» TASK DETAILS:
Whenever a line in the entries includes the word "headscarf", copy that line out.

----

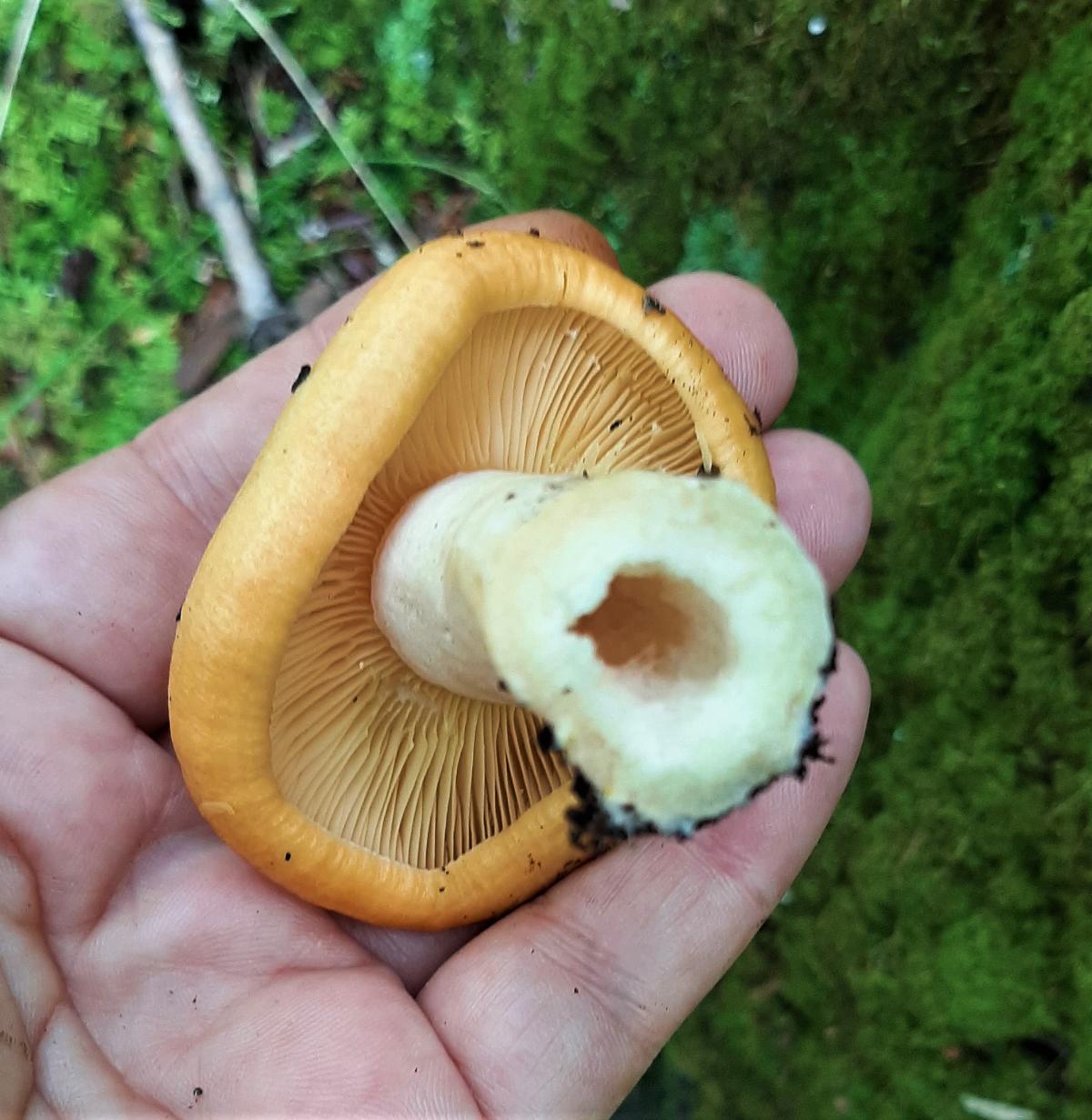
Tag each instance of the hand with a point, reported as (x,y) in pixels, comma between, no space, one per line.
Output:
(153,971)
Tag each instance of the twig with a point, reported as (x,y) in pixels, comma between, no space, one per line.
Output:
(256,290)
(24,27)
(317,105)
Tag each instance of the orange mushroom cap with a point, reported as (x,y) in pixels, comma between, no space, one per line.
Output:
(308,743)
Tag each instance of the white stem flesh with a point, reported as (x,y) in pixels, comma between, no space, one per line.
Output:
(671,631)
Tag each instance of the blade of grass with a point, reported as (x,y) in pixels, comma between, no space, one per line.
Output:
(317,105)
(24,27)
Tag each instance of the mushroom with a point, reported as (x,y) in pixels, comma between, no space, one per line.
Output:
(504,583)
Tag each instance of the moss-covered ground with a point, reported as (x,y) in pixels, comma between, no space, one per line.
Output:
(914,186)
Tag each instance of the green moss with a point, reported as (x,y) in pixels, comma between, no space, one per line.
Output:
(937,942)
(928,237)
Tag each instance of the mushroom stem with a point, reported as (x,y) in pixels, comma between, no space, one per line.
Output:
(671,631)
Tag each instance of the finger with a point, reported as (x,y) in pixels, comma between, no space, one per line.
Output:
(824,496)
(96,563)
(559,1008)
(743,329)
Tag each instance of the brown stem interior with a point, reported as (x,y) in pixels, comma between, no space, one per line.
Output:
(656,626)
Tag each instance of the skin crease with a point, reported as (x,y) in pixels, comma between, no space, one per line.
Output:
(146,961)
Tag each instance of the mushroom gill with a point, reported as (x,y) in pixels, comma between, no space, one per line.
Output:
(359,742)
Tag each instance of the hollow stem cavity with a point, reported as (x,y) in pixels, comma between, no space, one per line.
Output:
(671,631)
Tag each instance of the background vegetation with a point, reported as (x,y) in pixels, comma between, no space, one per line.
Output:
(914,186)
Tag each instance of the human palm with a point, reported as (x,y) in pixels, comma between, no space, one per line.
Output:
(149,970)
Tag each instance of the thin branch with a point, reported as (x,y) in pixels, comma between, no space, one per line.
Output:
(317,105)
(24,27)
(256,290)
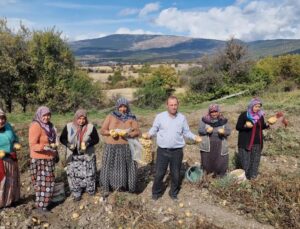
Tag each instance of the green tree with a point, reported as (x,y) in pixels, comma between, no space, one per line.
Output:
(157,87)
(8,71)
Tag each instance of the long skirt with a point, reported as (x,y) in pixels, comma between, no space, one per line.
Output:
(81,173)
(43,180)
(213,161)
(119,170)
(10,184)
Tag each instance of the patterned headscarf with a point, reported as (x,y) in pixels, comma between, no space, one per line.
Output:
(123,117)
(78,114)
(212,108)
(254,117)
(48,127)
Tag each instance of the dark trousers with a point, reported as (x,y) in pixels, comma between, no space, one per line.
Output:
(249,160)
(165,157)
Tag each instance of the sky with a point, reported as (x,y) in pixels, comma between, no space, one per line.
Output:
(215,19)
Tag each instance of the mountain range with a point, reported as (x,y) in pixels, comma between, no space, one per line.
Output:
(125,48)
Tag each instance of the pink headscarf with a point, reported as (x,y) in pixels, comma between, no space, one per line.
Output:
(48,127)
(254,117)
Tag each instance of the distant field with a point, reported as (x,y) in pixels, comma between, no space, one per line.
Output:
(124,92)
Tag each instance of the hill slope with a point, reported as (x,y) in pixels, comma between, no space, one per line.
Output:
(157,48)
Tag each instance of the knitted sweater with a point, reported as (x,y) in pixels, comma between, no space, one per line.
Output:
(7,138)
(248,134)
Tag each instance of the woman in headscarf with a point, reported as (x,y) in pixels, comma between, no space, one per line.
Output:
(119,170)
(9,171)
(43,153)
(79,137)
(214,130)
(250,125)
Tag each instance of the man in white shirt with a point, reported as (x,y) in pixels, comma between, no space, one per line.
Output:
(170,127)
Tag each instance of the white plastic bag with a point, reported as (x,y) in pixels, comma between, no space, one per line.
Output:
(136,149)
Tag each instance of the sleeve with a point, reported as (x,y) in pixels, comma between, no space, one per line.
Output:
(155,127)
(64,136)
(202,128)
(94,137)
(105,127)
(227,130)
(15,137)
(35,133)
(186,130)
(136,130)
(264,124)
(240,125)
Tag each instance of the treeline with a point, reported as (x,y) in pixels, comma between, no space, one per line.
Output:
(225,72)
(230,70)
(38,67)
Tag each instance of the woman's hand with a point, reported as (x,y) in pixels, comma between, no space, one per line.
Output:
(17,146)
(113,133)
(248,124)
(221,131)
(209,129)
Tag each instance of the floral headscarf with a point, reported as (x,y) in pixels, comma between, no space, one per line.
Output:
(48,127)
(123,117)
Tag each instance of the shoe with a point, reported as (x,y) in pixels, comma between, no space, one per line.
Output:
(105,195)
(175,198)
(77,198)
(155,197)
(42,211)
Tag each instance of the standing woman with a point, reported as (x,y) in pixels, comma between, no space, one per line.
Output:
(250,125)
(119,170)
(79,137)
(42,142)
(214,130)
(9,171)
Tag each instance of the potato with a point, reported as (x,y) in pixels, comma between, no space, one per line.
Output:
(209,129)
(249,124)
(83,146)
(113,133)
(17,146)
(2,153)
(221,131)
(122,133)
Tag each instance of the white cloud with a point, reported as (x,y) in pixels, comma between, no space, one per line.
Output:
(6,2)
(128,11)
(124,30)
(14,23)
(149,8)
(86,36)
(249,21)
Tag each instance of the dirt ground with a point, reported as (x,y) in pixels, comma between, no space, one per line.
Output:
(196,207)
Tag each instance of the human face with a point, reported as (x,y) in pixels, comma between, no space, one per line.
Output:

----

» REPLY TO THE EXERCISE:
Tag each instance of the patterned headscarf with a point, reported as (x,y) in pixels, comma between, no space, one per line.
Tag each instance of the pink headscarf with a point, reported as (x,y) in pixels, comma between, no space, one per line.
Tag each instance of the woman in headscarf with a point, reported as (x,y) in pixels, comma between, no space, one per line.
Tag each instance of the floral headscarf with a point, reported as (x,y) in pixels, comma between, no space, one per line.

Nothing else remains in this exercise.